> I also wonder if we shouldn't try to leverage transitioning our user
management to Postgres.

I don't understand what that means. We do use Postgres for user
management...there is a tm_user table in Postgres and a user has a role
(which will soon have capabilities). That is how users are managed and it
would be a pretty big shift to move away from that...

I think I'm fine with Rob's PR -
https://github.com/apache/incubator-trafficcontrol/pull/627

which will basically break everything if you are depending on LDAP only.
For example, if my LDAP username/pass is jeremy/password but there is no
user in the tm_user table with username=jeremy, then my authentication will
work but I will not have a pleasant experience in Traffic Ops as pretty
much every route will now result in a 404.

..but the workaround is to create a user with username=jeremy and assign me
a role..

and that's rob's intent..if you are ldap only, nothing really
works...(except a few routes)

Jeremy

On Thu, Jun 1, 2017 at 9:10 AM, Dewayne Richardson <dewr...@gmail.com>
wrote:

> I have a question in a similar vein, how often do we really use LDAP?  My
> understanding is we created LDAP access to allow external users in to see
> our TO Graphs.  Now that graphs are in Graphana is the need for LDAP still
> needed?  If we require anyone using TO or the TO API to be in the database
> it would alleviate this LDAP security issue entirely.
>
>  I also wonder if we shouldn't try to leverage transitioning our user
> management to Postgres.  Postgres has many options for authentication (as I
> mentioned at the Summit), which would allow for more flexibility at TO
> installations.
>
> -Dewayne
>
> On Wed, May 31, 2017 at 9:24 AM, Robert Butts <robert.o.bu...@gmail.com>
> wrote:
>
> > We have a PR https://github.com/apache/incubator-trafficcontrol/pull/627
> > to
> > change Traffic Ops to only allow LDAP users _not_ in the Traffic Ops
> > database to view non-sensitive information, like graphs and total CDN
> > bandwidth.

→ RECORD EXCERPTS:
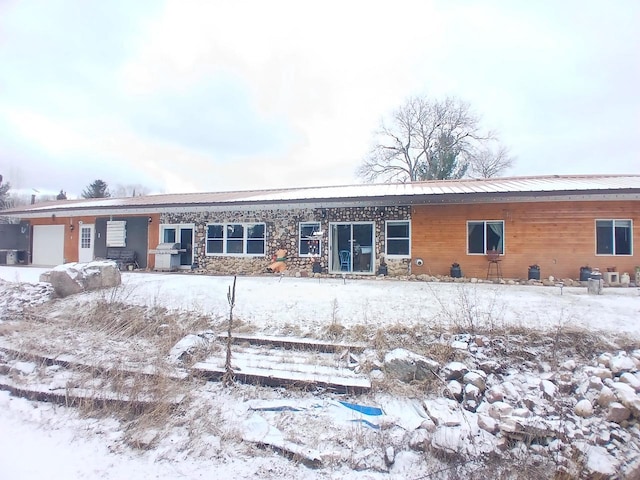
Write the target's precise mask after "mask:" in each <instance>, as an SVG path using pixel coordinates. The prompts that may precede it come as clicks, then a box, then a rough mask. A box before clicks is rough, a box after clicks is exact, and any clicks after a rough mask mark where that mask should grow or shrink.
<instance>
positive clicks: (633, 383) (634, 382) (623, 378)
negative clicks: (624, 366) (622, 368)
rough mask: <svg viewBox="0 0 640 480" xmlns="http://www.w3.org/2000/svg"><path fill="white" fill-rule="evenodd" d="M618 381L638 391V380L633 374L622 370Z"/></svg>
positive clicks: (638, 382)
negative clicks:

→ THINGS TO DO:
1 - Answer these questions about the LDAP email thread, each on its own line:
(a) Which Postgres table holds users for user management?
(b) Where are the graphs now, according to Dewayne?
(c) Which two kinds of non-sensitive information would the pull request let LDAP users not in the Traffic Ops database view?
2 - Reproduce the part of the LDAP email thread between "I think I'm" and "on LDAP only.", inclusive.

→ RESPONSES PER TASK:
1 -
(a) The tm_user table.
(b) In Graphana.
(c) Graphs and total CDN bandwidth.

2 -
I think I'm fine with Rob's PR -
https://github.com/apache/incubator-trafficcontrol/pull/627

which will basically break everything if you are depending on LDAP only.